▶ _EXERCISE BRIEF_
Count how many lines in the entries below contain the word "collar", and reply with only that number.

▶ _EXERCISE MATERIAL_
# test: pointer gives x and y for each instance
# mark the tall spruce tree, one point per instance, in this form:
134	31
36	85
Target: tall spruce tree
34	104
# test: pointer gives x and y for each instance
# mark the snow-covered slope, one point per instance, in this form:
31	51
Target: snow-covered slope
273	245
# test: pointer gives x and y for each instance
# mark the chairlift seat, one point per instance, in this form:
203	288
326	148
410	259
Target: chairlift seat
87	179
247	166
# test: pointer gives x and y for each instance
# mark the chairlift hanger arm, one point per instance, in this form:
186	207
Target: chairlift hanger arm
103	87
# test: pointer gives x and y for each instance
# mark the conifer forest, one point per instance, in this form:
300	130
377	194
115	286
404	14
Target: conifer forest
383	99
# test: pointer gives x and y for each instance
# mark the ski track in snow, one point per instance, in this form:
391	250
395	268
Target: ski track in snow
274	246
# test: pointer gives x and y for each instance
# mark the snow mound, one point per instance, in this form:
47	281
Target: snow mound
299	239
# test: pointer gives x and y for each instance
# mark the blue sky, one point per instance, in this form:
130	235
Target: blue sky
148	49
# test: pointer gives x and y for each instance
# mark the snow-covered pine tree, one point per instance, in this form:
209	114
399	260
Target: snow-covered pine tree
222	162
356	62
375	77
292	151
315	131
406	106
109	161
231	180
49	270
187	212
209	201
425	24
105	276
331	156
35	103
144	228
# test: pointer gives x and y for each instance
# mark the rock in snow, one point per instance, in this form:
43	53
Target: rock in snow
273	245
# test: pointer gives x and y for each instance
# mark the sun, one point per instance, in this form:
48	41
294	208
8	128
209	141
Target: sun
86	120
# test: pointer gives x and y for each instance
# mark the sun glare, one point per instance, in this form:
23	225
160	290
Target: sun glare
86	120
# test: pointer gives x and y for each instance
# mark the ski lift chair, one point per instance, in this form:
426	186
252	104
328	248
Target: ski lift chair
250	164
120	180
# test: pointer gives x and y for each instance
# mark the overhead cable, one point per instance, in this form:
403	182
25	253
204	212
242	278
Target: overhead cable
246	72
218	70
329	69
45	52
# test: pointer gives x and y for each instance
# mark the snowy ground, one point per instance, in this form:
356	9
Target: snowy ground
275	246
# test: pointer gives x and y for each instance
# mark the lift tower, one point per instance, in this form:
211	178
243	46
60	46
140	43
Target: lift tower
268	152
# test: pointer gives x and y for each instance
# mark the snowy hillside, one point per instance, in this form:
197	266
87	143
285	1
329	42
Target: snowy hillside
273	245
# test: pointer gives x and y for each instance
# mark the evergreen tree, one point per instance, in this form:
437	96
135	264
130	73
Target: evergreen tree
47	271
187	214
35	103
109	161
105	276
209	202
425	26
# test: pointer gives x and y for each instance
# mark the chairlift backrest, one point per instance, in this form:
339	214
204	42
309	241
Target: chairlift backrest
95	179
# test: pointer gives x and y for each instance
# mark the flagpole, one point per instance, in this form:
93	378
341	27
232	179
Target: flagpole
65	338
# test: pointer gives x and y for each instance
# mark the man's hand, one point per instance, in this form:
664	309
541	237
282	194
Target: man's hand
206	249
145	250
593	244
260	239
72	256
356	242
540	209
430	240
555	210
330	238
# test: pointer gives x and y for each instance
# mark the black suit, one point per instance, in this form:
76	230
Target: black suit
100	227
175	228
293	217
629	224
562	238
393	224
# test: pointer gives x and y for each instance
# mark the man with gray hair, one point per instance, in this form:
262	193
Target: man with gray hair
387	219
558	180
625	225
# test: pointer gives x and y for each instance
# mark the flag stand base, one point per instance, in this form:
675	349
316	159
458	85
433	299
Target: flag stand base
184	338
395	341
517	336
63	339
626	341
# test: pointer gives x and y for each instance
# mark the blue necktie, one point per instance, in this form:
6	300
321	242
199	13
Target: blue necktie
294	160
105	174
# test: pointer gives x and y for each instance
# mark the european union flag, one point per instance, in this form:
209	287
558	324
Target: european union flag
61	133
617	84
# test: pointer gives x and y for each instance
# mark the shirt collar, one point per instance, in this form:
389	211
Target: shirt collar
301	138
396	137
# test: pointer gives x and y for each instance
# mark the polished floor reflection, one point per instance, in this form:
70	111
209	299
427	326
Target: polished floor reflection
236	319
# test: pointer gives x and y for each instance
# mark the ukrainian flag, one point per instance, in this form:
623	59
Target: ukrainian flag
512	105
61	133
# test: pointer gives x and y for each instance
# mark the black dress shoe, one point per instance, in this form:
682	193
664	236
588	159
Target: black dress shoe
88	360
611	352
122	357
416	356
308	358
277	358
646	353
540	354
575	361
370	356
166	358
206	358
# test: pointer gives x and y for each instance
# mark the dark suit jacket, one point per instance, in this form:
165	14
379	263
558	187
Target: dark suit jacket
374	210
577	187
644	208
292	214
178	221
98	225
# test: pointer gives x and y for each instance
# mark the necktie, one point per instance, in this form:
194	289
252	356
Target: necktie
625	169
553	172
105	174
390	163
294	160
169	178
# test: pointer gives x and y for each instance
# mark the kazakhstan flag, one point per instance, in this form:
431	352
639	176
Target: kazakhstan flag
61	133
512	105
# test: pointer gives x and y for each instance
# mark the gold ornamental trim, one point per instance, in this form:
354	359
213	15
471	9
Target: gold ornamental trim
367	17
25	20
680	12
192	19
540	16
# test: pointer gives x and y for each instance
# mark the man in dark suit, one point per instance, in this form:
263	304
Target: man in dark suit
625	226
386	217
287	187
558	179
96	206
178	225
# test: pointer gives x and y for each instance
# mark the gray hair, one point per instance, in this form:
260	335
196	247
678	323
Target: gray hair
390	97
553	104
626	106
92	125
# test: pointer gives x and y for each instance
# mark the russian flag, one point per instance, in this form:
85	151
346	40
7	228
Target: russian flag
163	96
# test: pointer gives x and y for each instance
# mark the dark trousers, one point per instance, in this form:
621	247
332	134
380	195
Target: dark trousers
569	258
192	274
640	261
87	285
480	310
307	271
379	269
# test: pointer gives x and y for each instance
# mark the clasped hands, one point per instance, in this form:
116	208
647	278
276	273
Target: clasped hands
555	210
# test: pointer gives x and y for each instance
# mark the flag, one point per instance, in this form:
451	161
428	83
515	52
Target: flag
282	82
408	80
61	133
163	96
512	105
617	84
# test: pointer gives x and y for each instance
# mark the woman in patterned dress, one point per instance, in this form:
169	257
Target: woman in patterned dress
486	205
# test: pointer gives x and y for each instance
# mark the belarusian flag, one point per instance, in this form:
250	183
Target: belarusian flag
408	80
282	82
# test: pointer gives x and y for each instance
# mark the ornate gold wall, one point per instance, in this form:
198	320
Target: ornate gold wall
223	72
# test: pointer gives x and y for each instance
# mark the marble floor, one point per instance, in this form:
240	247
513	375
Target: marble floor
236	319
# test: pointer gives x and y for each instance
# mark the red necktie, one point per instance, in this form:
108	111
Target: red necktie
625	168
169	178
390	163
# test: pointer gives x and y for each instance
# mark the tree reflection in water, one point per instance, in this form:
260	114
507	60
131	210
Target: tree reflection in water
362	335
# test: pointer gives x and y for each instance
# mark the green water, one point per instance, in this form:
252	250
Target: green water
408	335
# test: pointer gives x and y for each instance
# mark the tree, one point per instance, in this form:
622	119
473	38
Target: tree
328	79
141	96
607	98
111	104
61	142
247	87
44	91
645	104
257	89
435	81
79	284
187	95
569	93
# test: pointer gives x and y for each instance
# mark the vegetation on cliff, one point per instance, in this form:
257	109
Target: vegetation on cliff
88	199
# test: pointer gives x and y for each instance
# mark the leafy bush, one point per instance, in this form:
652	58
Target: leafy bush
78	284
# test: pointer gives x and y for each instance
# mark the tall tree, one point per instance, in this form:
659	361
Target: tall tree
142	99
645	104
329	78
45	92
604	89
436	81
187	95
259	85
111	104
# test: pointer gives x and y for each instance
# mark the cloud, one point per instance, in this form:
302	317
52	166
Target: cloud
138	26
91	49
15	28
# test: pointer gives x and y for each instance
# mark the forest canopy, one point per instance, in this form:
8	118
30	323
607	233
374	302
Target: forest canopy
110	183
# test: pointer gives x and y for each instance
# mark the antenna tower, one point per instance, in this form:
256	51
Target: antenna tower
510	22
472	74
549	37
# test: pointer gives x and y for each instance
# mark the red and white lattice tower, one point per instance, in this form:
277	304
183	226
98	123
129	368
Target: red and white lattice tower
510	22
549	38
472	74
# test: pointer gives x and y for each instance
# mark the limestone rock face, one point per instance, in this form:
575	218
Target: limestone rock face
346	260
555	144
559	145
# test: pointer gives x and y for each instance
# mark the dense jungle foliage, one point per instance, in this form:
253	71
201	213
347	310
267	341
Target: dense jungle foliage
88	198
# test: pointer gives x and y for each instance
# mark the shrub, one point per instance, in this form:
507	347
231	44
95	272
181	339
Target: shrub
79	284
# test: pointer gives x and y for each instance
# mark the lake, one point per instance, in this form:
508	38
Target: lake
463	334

▶ _SOLUTION_
2